Every entry must be echoed exactly.

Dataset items
-- begin --

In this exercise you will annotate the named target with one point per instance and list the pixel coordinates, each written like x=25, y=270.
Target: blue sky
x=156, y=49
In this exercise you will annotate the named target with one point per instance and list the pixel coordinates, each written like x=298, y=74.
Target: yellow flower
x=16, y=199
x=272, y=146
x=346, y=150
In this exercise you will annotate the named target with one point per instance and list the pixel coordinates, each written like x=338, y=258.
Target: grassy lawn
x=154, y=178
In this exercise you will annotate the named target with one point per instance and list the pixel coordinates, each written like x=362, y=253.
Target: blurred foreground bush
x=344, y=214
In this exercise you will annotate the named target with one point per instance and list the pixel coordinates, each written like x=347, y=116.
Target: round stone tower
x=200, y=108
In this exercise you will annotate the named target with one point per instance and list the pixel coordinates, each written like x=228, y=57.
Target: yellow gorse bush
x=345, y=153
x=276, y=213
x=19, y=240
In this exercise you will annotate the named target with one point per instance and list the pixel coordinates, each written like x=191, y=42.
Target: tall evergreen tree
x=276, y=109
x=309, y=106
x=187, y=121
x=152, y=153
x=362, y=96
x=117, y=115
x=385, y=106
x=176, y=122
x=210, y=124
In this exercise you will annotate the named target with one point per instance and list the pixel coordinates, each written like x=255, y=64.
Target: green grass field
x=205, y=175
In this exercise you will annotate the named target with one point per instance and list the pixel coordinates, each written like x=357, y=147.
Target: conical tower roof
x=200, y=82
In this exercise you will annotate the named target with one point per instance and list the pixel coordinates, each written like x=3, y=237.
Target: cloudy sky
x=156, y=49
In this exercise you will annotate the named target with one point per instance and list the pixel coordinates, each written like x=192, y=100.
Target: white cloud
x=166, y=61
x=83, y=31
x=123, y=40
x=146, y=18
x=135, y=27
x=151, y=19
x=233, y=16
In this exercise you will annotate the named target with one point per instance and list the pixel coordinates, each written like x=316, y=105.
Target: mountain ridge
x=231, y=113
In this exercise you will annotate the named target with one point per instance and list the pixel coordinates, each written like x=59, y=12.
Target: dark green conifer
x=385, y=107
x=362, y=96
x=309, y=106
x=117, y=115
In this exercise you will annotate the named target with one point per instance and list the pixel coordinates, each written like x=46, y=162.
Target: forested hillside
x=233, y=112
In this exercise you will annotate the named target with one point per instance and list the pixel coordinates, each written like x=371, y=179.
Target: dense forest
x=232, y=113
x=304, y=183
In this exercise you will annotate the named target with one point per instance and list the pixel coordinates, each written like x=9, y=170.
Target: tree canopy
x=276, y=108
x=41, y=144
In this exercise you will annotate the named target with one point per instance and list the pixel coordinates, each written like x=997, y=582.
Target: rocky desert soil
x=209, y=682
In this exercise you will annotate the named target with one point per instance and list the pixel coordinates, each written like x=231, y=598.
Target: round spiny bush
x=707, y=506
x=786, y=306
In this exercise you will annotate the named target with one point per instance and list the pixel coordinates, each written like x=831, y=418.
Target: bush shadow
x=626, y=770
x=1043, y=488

-- end --

- **Solution to the exercise**
In this exercise you will annotate the named target with one point per instance and list the pixel coordinates, each written like x=25, y=270.
Target: blue sky
x=156, y=49
In this exercise you will annotate the named target with one point per instance and list the pixel coordinates, each written like x=298, y=74.
Target: yellow flower
x=16, y=199
x=272, y=146
x=346, y=150
In this exercise you will annotate the named target with one point per instance and list the pixel coordinates, each written like x=338, y=258.
Target: grassy lawn
x=154, y=178
In this exercise you will annotate the named target with one point per instance and list the pixel coordinates, each written like x=362, y=253.
Target: blurred foreground bush
x=344, y=214
In this exercise you will annotate the named target with one point per instance and list the pixel coordinates, each written like x=347, y=116.
Target: round stone tower
x=200, y=108
In this exercise you will annotate the named target with one point per instance and list the pixel coordinates, each written like x=228, y=57.
Target: yellow gorse bush
x=345, y=153
x=276, y=213
x=19, y=240
In this exercise you will annotate the named target with one point per instance and list the pixel coordinates, each written like x=191, y=42.
Target: tall evergreen tree
x=276, y=109
x=309, y=106
x=187, y=121
x=152, y=153
x=362, y=96
x=117, y=115
x=385, y=106
x=176, y=122
x=210, y=124
In this exercise you will annotate the named target with one point per instance and list the pixel coordinates, each written like x=255, y=64.
Target: green grass field
x=205, y=175
In this exercise you will annotate the named target with one point per instance and list the pixel coordinates, each written like x=357, y=147.
Target: conical tower roof
x=200, y=82
In this exercise you will annotate the named target with one point per instance and list the pixel coordinates, each written like x=3, y=237.
Target: cloudy sky
x=156, y=49
In this exercise you will annotate the named target with one point per instance and list the pixel coordinates, each written like x=192, y=100.
Target: white cloud
x=166, y=61
x=83, y=31
x=123, y=40
x=146, y=18
x=135, y=27
x=151, y=19
x=233, y=16
In this exercise you will annotate the named target with one point per instance and list the pixel coordinates, each written like x=316, y=105.
Target: mountain ridge
x=231, y=113
In this exercise you will annotate the named target with one point per instance and list the pixel coordinates, each written like x=59, y=12.
Target: dark green conifer
x=385, y=107
x=362, y=96
x=309, y=106
x=117, y=115
In this exercise you will annotate the named target with one point per instance and list the pixel coordinates, each written like x=46, y=162.
Target: forested hillside
x=233, y=112
In this exercise you will annotate the named target with one point per instance and list the pixel coordinates, each written like x=371, y=179.
Target: dense forest
x=232, y=113
x=304, y=183
In this exercise you will annotate the named target with one point per instance and list the pixel coordinates, each written like x=9, y=170.
Target: tree canopy
x=276, y=108
x=41, y=144
In this exercise you will annotate the named target with one point per instance and list the pixel coordinates, each written like x=997, y=582.
Target: rocky desert soil
x=209, y=682
In this exercise you will annotate the named target with one point per instance and list the pixel coordinates, each written like x=231, y=598.
Target: round spiny bush
x=707, y=506
x=786, y=306
In this exercise you will annotate the named target with one point per instance and list the pixel coordinates, each written like x=831, y=418.
Target: bush shadow
x=626, y=770
x=1043, y=488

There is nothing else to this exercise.